START INPUT FOR THIS TASK
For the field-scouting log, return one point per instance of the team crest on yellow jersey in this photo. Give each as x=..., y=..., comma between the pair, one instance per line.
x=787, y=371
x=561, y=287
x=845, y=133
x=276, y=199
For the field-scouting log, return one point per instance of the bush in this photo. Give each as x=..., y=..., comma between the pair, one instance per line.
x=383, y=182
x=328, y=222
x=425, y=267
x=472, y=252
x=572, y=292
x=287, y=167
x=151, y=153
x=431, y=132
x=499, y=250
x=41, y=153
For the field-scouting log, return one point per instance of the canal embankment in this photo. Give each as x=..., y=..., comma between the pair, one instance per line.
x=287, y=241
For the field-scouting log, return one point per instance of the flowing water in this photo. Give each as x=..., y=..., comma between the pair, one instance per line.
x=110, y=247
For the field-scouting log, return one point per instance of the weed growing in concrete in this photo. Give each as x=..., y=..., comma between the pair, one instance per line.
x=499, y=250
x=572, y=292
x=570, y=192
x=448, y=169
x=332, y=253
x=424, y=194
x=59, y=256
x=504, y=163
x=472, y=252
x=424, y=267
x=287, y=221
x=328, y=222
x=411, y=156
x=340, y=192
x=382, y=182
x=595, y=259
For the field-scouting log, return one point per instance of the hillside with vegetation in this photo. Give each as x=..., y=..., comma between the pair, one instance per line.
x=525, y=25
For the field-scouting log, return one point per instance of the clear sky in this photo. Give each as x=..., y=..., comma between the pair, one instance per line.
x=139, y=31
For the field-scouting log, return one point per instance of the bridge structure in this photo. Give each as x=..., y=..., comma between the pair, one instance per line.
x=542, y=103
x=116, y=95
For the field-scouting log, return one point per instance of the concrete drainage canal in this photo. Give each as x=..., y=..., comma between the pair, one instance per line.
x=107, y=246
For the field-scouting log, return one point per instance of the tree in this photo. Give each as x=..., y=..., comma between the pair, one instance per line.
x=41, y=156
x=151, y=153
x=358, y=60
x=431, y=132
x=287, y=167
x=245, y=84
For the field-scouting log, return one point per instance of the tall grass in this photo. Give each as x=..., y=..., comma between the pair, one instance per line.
END INPUT FOR THIS TASK
* EXERCISE INSTRUCTIONS
Copy the lines above exactly, leaving every word as it is.

* SOLUTION TO THE PROBLEM
For the field-scouting log, return one point per instance of the team crest on yellow jersey in this photo. Give each as x=..., y=..., comma between the pair, one instance per line.
x=787, y=371
x=561, y=287
x=845, y=133
x=276, y=199
For the field-scouting log, return one point per instance of the bush in this photo. Give each as x=..., y=..., comma between the pair, one instance per line.
x=383, y=182
x=328, y=222
x=425, y=267
x=472, y=252
x=572, y=292
x=287, y=167
x=151, y=153
x=431, y=132
x=499, y=250
x=41, y=153
For the field-scouting log, return one point per instance of the canal embankment in this photo. Give each as x=..., y=..., comma between the pair, one instance per line.
x=287, y=241
For the field-scouting log, return one point per instance of the flowing water in this photo. Give each as x=..., y=..., comma between the pair, one instance per line.
x=110, y=247
For the field-scouting log, return one point per instance of the weed growing in concrete in this photo. Give each as x=..., y=..., comma between the pair, one instance per line.
x=499, y=250
x=572, y=292
x=570, y=192
x=448, y=169
x=332, y=253
x=424, y=194
x=59, y=256
x=504, y=163
x=472, y=252
x=424, y=267
x=287, y=221
x=328, y=222
x=411, y=156
x=340, y=192
x=382, y=182
x=595, y=259
For the field-scouting log, return one point per instance of the hillside with vegetation in this photo. Give each as x=..., y=..., comma between the pair, one instance per line.
x=525, y=25
For the field-scouting log, return one point per instance of the clear sky in this photo. Give each as x=..., y=..., comma between the pair, one instance per line.
x=139, y=31
For the field-scouting log, return one point per instance of the bridge structure in this photo. Give each as x=..., y=..., comma between the pair, one instance per line.
x=542, y=103
x=116, y=95
For the field-scouting log, return one point per instance of the concrete drainage canal in this photo. Give each as x=..., y=..., comma between the pair, one instance per line.
x=107, y=246
For the field-scouting log, return one point per instance of the tree in this photo. Give each as x=..., y=..., comma between the pair, one instance per line.
x=41, y=156
x=151, y=153
x=358, y=60
x=431, y=132
x=287, y=167
x=245, y=84
For the field-scouting log, return one point per instance of the tall grass in this photo. Give each as x=..., y=..., comma between the pair, one instance per line.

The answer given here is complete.